▶ [WHAT THE TASK REQUIRES]:
Pull out each line in the rows below that contains the word "windscreen".
— begin —
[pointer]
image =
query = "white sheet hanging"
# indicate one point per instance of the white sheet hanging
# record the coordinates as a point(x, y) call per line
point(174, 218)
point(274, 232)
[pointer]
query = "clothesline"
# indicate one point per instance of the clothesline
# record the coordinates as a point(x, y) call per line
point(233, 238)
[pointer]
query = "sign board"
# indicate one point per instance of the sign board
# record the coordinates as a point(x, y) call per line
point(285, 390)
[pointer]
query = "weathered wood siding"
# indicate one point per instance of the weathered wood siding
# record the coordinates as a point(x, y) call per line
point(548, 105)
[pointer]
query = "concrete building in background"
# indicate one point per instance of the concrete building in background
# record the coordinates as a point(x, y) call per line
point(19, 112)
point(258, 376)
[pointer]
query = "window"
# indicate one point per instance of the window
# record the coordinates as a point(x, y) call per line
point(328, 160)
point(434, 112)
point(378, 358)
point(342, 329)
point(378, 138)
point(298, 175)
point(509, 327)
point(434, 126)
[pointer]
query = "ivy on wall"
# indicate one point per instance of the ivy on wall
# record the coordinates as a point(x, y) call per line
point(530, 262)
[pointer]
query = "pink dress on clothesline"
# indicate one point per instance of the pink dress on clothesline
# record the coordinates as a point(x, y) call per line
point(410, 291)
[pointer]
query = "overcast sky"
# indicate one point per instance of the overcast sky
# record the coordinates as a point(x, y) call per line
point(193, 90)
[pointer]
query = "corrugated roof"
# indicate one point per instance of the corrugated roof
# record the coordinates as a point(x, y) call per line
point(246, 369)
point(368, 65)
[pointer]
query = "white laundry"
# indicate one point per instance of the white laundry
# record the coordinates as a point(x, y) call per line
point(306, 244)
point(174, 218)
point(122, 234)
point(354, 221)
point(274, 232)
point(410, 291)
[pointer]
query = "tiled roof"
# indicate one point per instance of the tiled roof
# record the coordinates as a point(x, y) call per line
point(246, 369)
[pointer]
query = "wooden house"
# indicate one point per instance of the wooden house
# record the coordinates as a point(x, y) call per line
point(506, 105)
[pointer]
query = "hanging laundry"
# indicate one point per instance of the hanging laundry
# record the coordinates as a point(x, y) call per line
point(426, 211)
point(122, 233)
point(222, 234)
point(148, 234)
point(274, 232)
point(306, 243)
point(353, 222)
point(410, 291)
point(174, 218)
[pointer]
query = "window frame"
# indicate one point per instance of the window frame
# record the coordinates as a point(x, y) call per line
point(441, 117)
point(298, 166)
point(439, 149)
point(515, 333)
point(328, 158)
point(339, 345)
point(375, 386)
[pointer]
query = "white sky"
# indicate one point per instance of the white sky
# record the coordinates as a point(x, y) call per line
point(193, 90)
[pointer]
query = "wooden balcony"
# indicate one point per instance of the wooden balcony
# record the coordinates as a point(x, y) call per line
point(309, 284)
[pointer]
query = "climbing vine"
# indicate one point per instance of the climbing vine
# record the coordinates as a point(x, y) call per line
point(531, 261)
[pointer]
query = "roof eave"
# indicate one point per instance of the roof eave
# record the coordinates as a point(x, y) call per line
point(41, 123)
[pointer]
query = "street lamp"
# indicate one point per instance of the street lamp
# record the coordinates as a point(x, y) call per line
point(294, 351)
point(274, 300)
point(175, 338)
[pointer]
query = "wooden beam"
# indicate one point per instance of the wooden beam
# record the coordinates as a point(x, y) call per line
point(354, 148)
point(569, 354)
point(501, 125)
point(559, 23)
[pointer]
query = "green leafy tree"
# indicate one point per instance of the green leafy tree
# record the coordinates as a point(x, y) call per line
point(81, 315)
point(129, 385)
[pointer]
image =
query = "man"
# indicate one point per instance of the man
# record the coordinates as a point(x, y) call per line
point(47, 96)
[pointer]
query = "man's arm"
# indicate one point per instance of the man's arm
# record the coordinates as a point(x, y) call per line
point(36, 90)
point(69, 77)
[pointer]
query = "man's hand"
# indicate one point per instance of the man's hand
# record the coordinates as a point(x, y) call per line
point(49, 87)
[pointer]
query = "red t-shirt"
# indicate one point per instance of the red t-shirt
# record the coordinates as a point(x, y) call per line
— end —
— begin —
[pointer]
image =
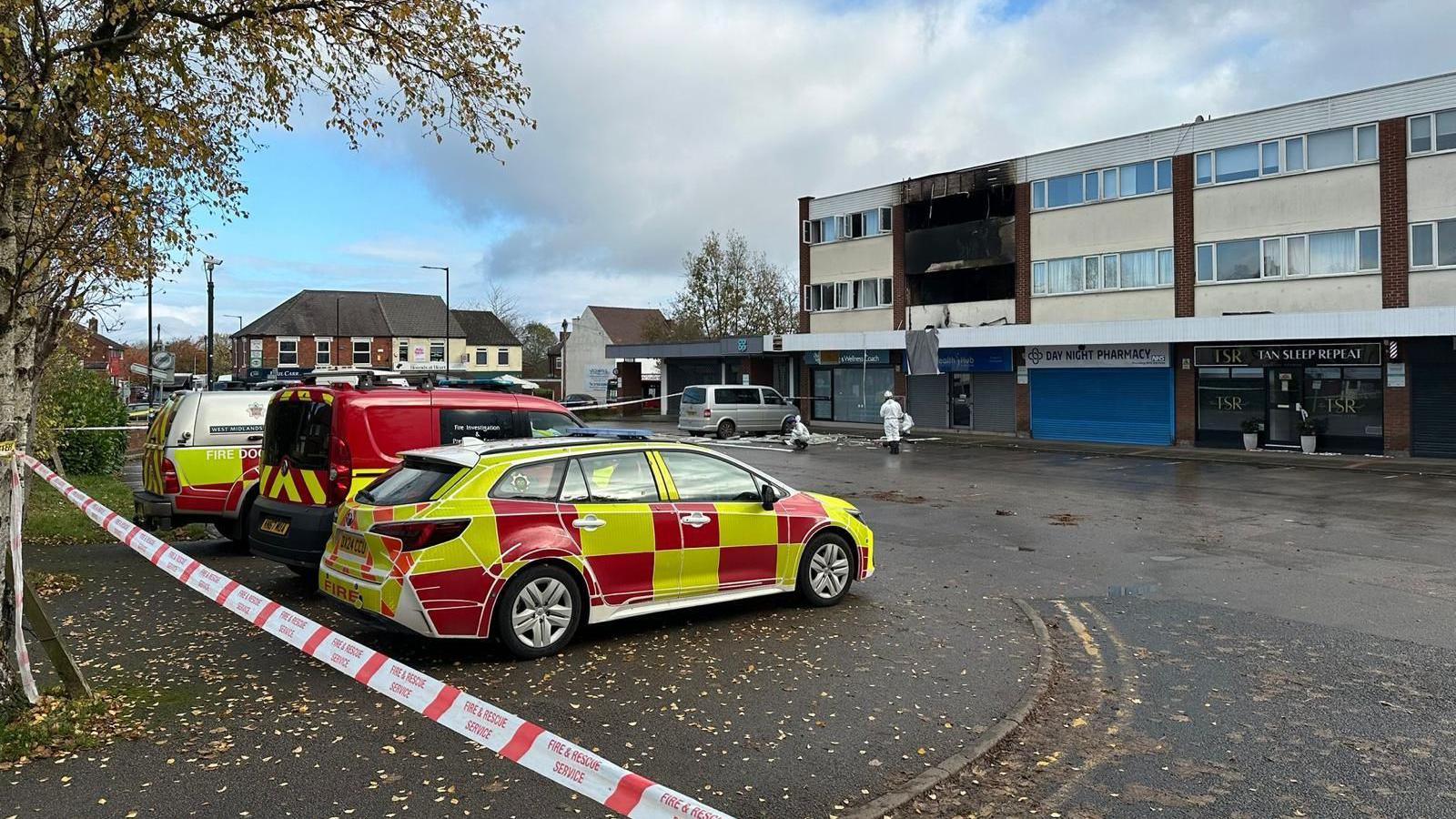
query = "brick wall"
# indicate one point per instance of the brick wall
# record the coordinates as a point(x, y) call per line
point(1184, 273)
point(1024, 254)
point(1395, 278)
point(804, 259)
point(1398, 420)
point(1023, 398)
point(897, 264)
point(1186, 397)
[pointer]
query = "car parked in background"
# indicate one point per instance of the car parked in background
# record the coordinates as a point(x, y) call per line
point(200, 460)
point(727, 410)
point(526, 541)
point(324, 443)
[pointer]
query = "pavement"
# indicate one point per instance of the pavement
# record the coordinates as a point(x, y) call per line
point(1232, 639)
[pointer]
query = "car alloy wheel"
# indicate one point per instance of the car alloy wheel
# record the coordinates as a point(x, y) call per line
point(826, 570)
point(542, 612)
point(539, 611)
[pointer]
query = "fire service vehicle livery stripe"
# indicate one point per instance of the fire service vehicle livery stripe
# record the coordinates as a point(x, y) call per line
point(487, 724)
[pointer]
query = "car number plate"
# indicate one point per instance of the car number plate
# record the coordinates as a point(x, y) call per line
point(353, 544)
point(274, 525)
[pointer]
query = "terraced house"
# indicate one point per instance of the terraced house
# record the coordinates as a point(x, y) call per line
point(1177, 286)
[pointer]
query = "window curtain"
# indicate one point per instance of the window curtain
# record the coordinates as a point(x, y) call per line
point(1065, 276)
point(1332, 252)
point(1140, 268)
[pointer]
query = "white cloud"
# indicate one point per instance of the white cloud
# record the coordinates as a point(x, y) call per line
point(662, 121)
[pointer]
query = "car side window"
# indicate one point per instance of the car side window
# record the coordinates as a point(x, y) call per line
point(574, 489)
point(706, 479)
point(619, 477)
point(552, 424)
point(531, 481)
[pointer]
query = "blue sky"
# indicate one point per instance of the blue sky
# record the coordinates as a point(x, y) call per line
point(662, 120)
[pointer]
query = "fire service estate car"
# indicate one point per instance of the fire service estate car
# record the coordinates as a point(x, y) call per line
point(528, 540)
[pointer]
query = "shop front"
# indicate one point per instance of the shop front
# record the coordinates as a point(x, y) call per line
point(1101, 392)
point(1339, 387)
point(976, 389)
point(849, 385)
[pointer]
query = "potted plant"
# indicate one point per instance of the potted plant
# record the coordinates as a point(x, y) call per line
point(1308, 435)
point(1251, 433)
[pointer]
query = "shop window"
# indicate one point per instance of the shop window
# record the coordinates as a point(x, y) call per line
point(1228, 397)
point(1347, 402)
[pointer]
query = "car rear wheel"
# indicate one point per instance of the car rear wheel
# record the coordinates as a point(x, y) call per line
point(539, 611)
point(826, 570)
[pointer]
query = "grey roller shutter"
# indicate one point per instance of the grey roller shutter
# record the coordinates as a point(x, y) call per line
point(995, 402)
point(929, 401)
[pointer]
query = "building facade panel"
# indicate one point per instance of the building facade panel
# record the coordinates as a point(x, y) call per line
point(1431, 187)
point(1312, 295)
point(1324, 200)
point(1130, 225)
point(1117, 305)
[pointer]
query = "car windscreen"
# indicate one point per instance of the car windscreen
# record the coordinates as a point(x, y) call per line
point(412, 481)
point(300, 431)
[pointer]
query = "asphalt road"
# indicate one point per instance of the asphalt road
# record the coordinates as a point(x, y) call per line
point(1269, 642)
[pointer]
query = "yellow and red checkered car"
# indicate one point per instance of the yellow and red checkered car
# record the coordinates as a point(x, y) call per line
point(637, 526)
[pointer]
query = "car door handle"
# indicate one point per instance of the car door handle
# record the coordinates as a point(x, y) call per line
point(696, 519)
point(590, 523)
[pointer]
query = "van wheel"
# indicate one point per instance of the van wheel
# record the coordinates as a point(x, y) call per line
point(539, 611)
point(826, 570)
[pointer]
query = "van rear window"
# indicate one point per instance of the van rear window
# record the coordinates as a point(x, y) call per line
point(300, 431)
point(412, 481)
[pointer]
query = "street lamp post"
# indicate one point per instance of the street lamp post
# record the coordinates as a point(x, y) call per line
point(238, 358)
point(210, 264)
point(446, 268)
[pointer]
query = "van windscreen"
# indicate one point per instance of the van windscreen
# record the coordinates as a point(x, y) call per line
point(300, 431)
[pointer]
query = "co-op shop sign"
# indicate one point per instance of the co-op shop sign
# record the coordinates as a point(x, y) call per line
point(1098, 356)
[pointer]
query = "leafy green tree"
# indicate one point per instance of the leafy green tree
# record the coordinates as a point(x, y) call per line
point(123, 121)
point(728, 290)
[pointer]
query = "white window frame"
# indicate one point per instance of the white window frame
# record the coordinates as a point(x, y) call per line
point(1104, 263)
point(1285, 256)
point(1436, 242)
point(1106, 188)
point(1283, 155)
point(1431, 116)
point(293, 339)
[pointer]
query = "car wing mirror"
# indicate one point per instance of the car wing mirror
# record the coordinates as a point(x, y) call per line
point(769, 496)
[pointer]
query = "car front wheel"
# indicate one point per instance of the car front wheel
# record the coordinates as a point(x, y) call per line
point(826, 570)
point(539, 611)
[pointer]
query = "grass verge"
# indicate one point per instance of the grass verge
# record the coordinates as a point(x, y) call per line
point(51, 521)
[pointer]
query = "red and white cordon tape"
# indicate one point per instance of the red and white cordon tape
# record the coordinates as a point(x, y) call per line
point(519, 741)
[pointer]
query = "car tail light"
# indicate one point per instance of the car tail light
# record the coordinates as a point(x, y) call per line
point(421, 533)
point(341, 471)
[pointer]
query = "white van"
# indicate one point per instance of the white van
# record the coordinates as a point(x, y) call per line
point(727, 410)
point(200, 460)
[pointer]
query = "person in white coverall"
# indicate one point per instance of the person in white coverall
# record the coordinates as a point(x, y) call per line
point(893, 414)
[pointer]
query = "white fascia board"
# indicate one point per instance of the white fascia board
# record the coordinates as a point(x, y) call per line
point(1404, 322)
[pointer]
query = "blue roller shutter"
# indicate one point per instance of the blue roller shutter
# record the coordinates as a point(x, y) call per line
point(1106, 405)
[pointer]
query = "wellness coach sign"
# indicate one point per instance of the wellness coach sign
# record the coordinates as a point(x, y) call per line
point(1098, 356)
— end —
▶ [ANSWER FOR THE TASK]:
query = "car windscreen"
# indicate one point per instance of the car windscreen
query = "van windscreen"
# indicate one point per instance of the van windscreen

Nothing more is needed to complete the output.